Objective: Copy the lines of the listing below verbatim, covering the stretch from the line containing "of the wooden" through the line containing "Target: wooden dining chair", both included, and output nothing else.

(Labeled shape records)
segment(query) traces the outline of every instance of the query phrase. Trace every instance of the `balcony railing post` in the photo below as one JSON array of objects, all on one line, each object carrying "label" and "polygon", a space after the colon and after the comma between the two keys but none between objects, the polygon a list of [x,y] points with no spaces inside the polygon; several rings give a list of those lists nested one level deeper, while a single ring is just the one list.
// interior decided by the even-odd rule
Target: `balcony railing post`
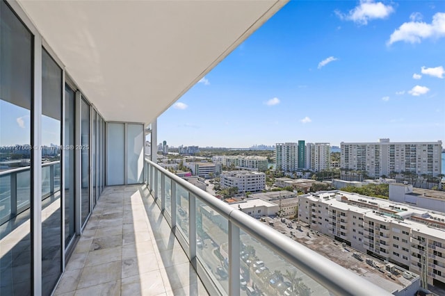
[{"label": "balcony railing post", "polygon": [[158,184],[158,176],[159,175],[159,171],[155,170],[154,173],[154,183],[153,183],[153,189],[154,190],[154,199],[157,199],[159,197],[158,189],[159,188],[159,184]]},{"label": "balcony railing post", "polygon": [[164,211],[165,209],[165,175],[161,174],[161,211]]},{"label": "balcony railing post", "polygon": [[176,227],[176,182],[172,180],[172,193],[170,195],[172,208],[172,229]]},{"label": "balcony railing post", "polygon": [[153,165],[150,167],[150,192],[153,192],[154,184],[154,167]]},{"label": "balcony railing post", "polygon": [[[188,192],[188,245],[190,246],[190,260],[196,257],[196,197]],[[202,242],[204,243],[204,242]],[[195,266],[196,267],[196,266]]]},{"label": "balcony railing post", "polygon": [[54,193],[54,166],[56,165],[49,165],[49,194]]},{"label": "balcony railing post", "polygon": [[17,215],[17,173],[10,175],[11,217]]},{"label": "balcony railing post", "polygon": [[239,296],[239,227],[229,220],[229,295]]}]

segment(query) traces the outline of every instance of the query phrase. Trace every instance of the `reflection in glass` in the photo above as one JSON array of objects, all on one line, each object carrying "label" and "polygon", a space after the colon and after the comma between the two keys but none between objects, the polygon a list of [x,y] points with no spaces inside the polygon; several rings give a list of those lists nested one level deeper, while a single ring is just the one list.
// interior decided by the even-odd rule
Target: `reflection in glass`
[{"label": "reflection in glass", "polygon": [[188,241],[188,191],[179,184],[176,185],[176,227]]},{"label": "reflection in glass", "polygon": [[129,184],[142,183],[144,165],[144,126],[129,124],[127,131],[127,182]]},{"label": "reflection in glass", "polygon": [[75,227],[75,181],[74,147],[75,129],[75,94],[68,85],[65,87],[65,150],[64,167],[65,174],[65,245],[67,246],[71,238],[74,236]]},{"label": "reflection in glass", "polygon": [[0,295],[31,295],[33,38],[3,1],[0,20]]},{"label": "reflection in glass", "polygon": [[255,238],[240,231],[241,290],[258,295],[325,295],[329,291]]},{"label": "reflection in glass", "polygon": [[94,110],[92,112],[92,147],[91,147],[91,151],[92,154],[92,202],[95,206],[96,206],[96,201],[97,198],[97,192],[96,192],[96,175],[97,174],[97,166],[96,165],[96,149],[97,147],[97,113],[96,110]]},{"label": "reflection in glass", "polygon": [[[62,69],[42,53],[42,295],[51,295],[62,273],[60,181]],[[56,177],[56,175],[58,175]]]},{"label": "reflection in glass", "polygon": [[227,294],[229,294],[228,225],[227,219],[196,200],[196,256],[218,288]]},{"label": "reflection in glass", "polygon": [[81,213],[82,225],[85,224],[90,214],[90,105],[81,100]]},{"label": "reflection in glass", "polygon": [[[149,167],[148,172],[151,172],[150,168]],[[148,181],[149,182],[150,178],[149,176]],[[172,181],[168,176],[165,176],[165,187],[164,190],[165,191],[165,211],[168,213],[169,215],[172,215]]]},{"label": "reflection in glass", "polygon": [[106,185],[124,183],[125,125],[107,123]]}]

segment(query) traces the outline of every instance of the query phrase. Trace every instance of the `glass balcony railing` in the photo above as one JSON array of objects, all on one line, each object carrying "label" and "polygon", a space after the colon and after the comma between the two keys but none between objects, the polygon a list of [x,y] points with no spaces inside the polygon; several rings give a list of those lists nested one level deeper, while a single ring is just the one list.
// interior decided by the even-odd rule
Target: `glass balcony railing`
[{"label": "glass balcony railing", "polygon": [[149,159],[145,171],[211,295],[391,295]]},{"label": "glass balcony railing", "polygon": [[[31,167],[0,172],[0,224],[30,207]],[[42,164],[42,200],[60,189],[60,162]]]}]

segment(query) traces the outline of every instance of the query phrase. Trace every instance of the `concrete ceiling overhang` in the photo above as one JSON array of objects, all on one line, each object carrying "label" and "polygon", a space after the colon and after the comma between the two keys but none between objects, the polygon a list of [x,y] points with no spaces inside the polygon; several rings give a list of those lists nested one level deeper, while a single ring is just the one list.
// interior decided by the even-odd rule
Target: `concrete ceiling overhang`
[{"label": "concrete ceiling overhang", "polygon": [[286,2],[19,1],[106,120],[144,123]]}]

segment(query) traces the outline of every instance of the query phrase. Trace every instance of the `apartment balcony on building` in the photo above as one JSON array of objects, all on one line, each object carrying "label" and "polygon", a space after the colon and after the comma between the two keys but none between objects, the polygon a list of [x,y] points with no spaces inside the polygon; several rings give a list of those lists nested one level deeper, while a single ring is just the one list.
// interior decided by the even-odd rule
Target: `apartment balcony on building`
[{"label": "apartment balcony on building", "polygon": [[0,295],[391,294],[156,163],[286,3],[0,0]]}]

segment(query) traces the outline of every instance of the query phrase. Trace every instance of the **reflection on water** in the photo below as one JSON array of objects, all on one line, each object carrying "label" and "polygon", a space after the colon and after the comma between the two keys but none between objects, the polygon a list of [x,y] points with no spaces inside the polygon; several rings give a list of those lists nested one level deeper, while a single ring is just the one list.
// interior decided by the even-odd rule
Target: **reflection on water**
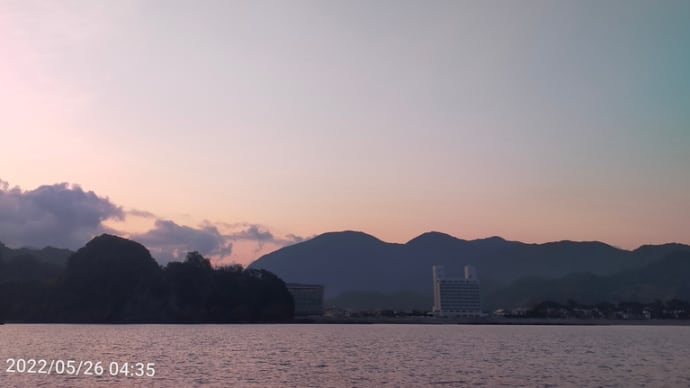
[{"label": "reflection on water", "polygon": [[[3,325],[0,386],[690,386],[690,327]],[[7,358],[102,361],[104,376],[7,373]],[[155,363],[155,377],[108,363]]]}]

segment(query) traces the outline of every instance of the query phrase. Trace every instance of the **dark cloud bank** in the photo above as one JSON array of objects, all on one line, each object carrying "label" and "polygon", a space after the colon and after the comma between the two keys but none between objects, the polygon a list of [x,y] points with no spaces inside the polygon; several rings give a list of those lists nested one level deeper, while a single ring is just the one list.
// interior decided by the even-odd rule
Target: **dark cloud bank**
[{"label": "dark cloud bank", "polygon": [[[188,251],[228,257],[236,241],[255,242],[263,247],[267,243],[284,246],[304,240],[292,234],[279,238],[268,228],[250,223],[206,222],[199,228],[178,225],[146,210],[125,211],[108,197],[84,191],[75,184],[43,185],[23,191],[19,187],[10,188],[7,182],[0,180],[0,242],[11,247],[78,249],[101,233],[124,235],[106,227],[103,222],[124,220],[130,216],[155,219],[152,229],[129,238],[144,244],[162,263],[180,260]],[[222,233],[216,225],[239,230]]]}]

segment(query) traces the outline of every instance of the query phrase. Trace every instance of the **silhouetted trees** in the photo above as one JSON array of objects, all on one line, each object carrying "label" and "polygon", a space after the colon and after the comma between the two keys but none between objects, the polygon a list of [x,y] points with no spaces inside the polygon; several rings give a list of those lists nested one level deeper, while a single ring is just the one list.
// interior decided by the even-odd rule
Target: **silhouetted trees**
[{"label": "silhouetted trees", "polygon": [[285,283],[239,265],[214,269],[198,252],[161,268],[139,243],[101,235],[66,268],[0,259],[0,317],[18,322],[222,323],[292,319]]}]

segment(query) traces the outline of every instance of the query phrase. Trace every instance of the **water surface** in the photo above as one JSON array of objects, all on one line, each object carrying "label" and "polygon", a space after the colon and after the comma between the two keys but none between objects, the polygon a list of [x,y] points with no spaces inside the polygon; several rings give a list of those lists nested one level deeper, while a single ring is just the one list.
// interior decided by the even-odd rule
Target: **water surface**
[{"label": "water surface", "polygon": [[[687,326],[2,325],[0,386],[688,387],[688,355]],[[7,373],[8,358],[104,372]],[[109,375],[125,361],[155,376]]]}]

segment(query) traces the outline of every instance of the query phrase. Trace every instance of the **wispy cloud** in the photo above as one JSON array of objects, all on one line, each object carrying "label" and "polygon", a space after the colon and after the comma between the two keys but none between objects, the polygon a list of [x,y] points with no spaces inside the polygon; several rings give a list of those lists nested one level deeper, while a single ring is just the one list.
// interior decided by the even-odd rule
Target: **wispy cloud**
[{"label": "wispy cloud", "polygon": [[[154,220],[144,232],[128,233],[129,218]],[[121,221],[117,230],[104,221]],[[276,236],[269,227],[249,222],[210,222],[198,226],[181,225],[142,209],[123,210],[107,197],[84,191],[79,185],[57,183],[24,191],[0,180],[0,241],[13,247],[52,245],[78,249],[101,233],[112,233],[146,246],[160,263],[184,259],[198,251],[219,263],[237,259],[233,248],[254,255],[304,241],[294,234]],[[241,257],[246,261],[252,257]]]},{"label": "wispy cloud", "polygon": [[120,206],[79,185],[24,191],[0,180],[0,240],[9,246],[76,249],[97,234],[112,232],[103,221],[124,217]]},{"label": "wispy cloud", "polygon": [[159,219],[152,229],[130,238],[144,244],[160,262],[181,260],[189,251],[220,257],[232,253],[232,242],[214,226],[193,228]]}]

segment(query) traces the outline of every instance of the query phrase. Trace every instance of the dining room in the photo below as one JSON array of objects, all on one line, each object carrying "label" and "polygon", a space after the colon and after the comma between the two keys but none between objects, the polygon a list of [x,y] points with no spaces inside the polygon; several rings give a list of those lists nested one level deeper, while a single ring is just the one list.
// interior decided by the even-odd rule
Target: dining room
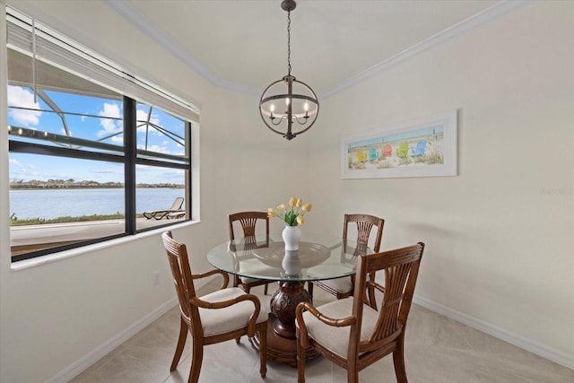
[{"label": "dining room", "polygon": [[[143,13],[136,3],[0,0],[3,8],[9,4],[57,27],[198,107],[191,215],[170,227],[187,246],[194,272],[213,268],[207,255],[229,240],[228,216],[234,212],[266,211],[297,196],[313,205],[300,227],[303,235],[337,238],[345,213],[382,217],[381,251],[425,243],[406,335],[411,381],[574,379],[574,53],[566,48],[574,36],[574,3],[490,2],[490,13],[461,23],[448,37],[436,36],[424,48],[326,84],[317,74],[321,65],[303,56],[312,50],[295,56],[303,39],[295,33],[309,20],[303,18],[292,26],[293,73],[311,86],[322,83],[321,107],[313,126],[292,140],[271,132],[257,109],[258,88],[280,78],[287,66],[285,13],[278,4],[261,6],[269,6],[265,14],[278,13],[269,22],[280,30],[274,32],[281,43],[271,49],[280,64],[272,65],[276,75],[260,79],[253,91],[194,67],[185,52],[174,52],[173,41],[161,34],[154,39],[128,21],[122,7]],[[293,22],[309,15],[306,7],[328,3],[300,2]],[[3,15],[2,110],[7,109],[5,30]],[[345,59],[344,47],[334,49],[338,56],[328,65]],[[268,50],[241,57],[235,65],[257,72],[267,66]],[[309,75],[309,66],[315,70]],[[344,160],[348,137],[385,135],[445,111],[456,117],[454,174],[345,174],[351,171]],[[169,371],[178,309],[161,244],[164,229],[12,262],[5,121],[0,127],[0,381],[127,381],[130,376],[145,381],[137,375],[143,365],[165,369],[150,373],[155,380],[148,381],[185,381],[188,348],[180,369]],[[283,228],[281,220],[271,220],[270,232],[280,235]],[[196,288],[207,293],[214,284]],[[267,295],[263,286],[254,292],[265,301],[275,290],[269,289]],[[335,300],[318,288],[314,297],[320,303]],[[202,379],[210,380],[204,381],[217,381],[222,367],[213,361],[222,353],[230,353],[230,365],[241,370],[237,381],[260,381],[257,353],[245,339],[213,347],[206,347]],[[156,357],[160,366],[152,361]],[[437,362],[429,366],[429,358]],[[268,381],[295,381],[296,370],[287,369],[292,367],[267,364]],[[117,375],[99,375],[106,365]],[[382,376],[394,381],[391,361],[375,366],[360,374],[361,381]],[[343,370],[327,361],[309,362],[311,377],[314,368],[317,380],[308,381],[345,381]],[[506,375],[509,370],[516,375]]]}]

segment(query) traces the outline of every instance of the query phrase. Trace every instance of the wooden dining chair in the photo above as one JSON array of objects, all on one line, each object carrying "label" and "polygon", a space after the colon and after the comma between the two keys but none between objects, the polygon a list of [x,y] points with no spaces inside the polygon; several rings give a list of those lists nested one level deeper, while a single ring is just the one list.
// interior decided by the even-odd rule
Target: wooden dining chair
[{"label": "wooden dining chair", "polygon": [[[392,353],[397,383],[406,383],[404,331],[419,274],[424,244],[360,256],[354,295],[315,308],[301,302],[295,309],[299,383],[305,382],[306,349],[313,347],[347,370],[347,382],[358,383],[359,371]],[[385,274],[385,285],[370,275]],[[383,294],[378,310],[365,292]]]},{"label": "wooden dining chair", "polygon": [[[361,245],[368,246],[369,239],[373,227],[377,228],[375,231],[375,239],[373,242],[373,252],[378,253],[380,249],[380,242],[383,239],[383,228],[385,220],[370,214],[344,214],[343,223],[343,240],[347,239],[347,231],[350,223],[357,225],[357,246],[356,254],[353,257],[361,255],[359,252]],[[338,300],[347,298],[352,295],[354,286],[354,276],[349,276],[337,279],[327,279],[324,281],[309,282],[307,284],[309,293],[313,296],[313,285],[320,287],[326,292],[335,295]]]},{"label": "wooden dining chair", "polygon": [[[253,337],[256,332],[259,332],[259,373],[265,378],[267,372],[268,314],[266,310],[261,310],[257,297],[237,287],[227,288],[229,275],[220,270],[192,274],[186,245],[173,239],[170,231],[162,233],[161,239],[170,261],[181,314],[179,337],[170,370],[173,371],[178,367],[187,332],[193,340],[189,383],[196,383],[199,379],[204,345],[231,339],[237,341],[242,335]],[[194,280],[217,274],[223,277],[222,288],[201,297],[196,296]]]},{"label": "wooden dining chair", "polygon": [[[256,227],[257,222],[265,223],[265,239],[269,240],[269,217],[267,212],[240,212],[229,215],[230,220],[230,240],[235,240],[234,223],[239,222],[243,231],[242,244],[245,249],[248,249],[249,244],[257,245]],[[265,285],[264,293],[267,295],[268,280],[248,278],[245,276],[233,276],[233,286],[241,285],[243,290],[249,292],[252,287]]]}]

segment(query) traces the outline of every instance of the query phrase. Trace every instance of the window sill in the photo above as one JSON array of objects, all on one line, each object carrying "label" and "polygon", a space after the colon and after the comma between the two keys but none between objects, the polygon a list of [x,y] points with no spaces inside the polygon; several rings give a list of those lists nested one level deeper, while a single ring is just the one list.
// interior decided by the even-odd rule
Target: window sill
[{"label": "window sill", "polygon": [[147,237],[152,237],[161,233],[166,230],[180,229],[184,227],[193,226],[199,223],[199,221],[186,221],[185,222],[177,223],[166,229],[165,227],[151,230],[149,231],[141,232],[135,235],[128,235],[126,237],[106,240],[103,242],[94,243],[93,245],[86,245],[81,248],[72,248],[70,250],[60,251],[54,254],[48,254],[46,256],[38,257],[30,259],[24,259],[22,261],[14,262],[11,265],[10,269],[12,271],[21,271],[31,267],[36,267],[45,264],[52,262],[57,262],[72,257],[80,256],[86,253],[91,253],[94,251],[102,250],[104,248],[112,248],[114,246],[121,245],[124,243],[133,242]]}]

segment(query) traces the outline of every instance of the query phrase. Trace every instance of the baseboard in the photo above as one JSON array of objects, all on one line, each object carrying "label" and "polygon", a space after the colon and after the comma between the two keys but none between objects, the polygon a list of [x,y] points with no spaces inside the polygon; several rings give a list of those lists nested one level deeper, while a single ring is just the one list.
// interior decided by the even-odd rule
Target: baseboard
[{"label": "baseboard", "polygon": [[94,364],[96,361],[100,361],[106,354],[112,352],[116,347],[128,340],[130,337],[134,336],[147,326],[153,323],[153,321],[158,319],[170,309],[173,309],[177,304],[177,298],[173,298],[163,303],[161,306],[160,306],[145,317],[143,317],[140,320],[134,323],[132,326],[126,328],[121,333],[116,335],[108,342],[92,350],[88,354],[72,363],[67,368],[62,370],[51,379],[46,380],[46,383],[65,383],[70,381],[72,379],[81,374],[92,364]]},{"label": "baseboard", "polygon": [[445,317],[448,317],[457,322],[464,323],[466,326],[470,326],[473,328],[503,340],[504,342],[508,342],[517,347],[520,347],[532,353],[535,353],[536,355],[548,359],[549,361],[552,361],[564,367],[574,370],[574,355],[548,347],[545,344],[505,330],[504,328],[484,322],[483,320],[477,319],[470,315],[457,311],[456,309],[452,309],[426,298],[415,295],[413,301],[429,309],[431,311],[442,314]]}]

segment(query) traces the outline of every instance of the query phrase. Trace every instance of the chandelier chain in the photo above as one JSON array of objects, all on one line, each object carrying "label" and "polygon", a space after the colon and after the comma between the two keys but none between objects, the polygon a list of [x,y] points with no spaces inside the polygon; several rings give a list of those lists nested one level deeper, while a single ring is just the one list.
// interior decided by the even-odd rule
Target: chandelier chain
[{"label": "chandelier chain", "polygon": [[287,69],[291,75],[291,11],[287,11]]}]

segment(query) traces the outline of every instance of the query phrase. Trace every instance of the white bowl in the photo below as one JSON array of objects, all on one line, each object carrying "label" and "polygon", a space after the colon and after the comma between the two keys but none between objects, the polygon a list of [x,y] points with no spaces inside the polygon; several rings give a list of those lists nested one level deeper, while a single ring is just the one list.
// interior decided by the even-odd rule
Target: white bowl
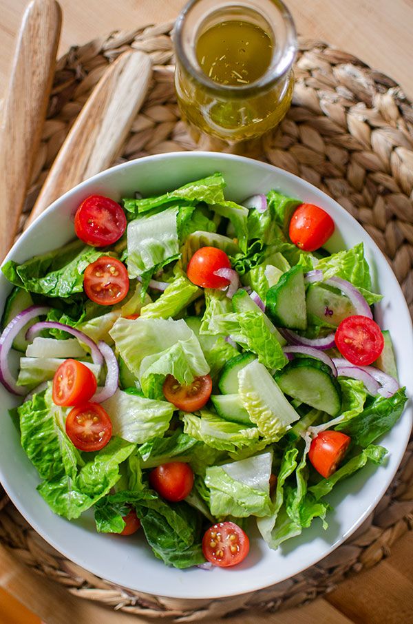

Exercise result:
segment(query) traces the outline of every instance of the query phrase. Trace every instance of the wooden dining chair in the photo above as one JSON array of objects, all on one line, each object carrying "label" and "polygon", a space after the colon and after the comma between the two keys but none between objects, the polygon a list of [x,y] points with no spaces inside the polygon; several rings give a list of those lists nested one level deeper, while a single ring is just the one list.
// interior decided by the even-odd rule
Target: wooden dining chair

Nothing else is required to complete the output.